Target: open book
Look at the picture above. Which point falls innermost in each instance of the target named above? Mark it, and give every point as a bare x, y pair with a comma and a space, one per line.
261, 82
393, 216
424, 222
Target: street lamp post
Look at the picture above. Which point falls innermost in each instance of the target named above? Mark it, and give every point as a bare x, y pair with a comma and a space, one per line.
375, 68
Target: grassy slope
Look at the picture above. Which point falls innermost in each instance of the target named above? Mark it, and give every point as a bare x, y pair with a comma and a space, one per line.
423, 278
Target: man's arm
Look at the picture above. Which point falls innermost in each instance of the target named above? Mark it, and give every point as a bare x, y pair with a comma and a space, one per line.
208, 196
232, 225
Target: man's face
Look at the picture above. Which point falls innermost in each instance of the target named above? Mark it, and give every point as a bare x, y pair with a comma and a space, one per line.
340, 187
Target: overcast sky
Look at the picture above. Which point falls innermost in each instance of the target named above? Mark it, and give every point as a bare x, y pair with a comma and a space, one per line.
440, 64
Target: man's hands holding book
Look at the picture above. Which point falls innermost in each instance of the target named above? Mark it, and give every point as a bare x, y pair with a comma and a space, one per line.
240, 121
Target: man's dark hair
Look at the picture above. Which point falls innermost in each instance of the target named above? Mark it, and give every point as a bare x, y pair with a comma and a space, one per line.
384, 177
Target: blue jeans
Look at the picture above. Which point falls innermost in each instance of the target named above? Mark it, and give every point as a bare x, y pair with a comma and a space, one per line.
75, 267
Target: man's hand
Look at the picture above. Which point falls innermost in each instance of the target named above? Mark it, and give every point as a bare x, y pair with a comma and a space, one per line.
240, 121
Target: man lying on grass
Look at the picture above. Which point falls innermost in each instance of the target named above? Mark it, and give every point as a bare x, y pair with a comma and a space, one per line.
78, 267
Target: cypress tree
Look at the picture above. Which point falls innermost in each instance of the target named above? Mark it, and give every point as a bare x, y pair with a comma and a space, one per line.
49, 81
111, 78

########

• What you are asked to do
From the data above, pick out each line containing "book" and copy it.

• Your response
Target: open book
Target: man's hands holding book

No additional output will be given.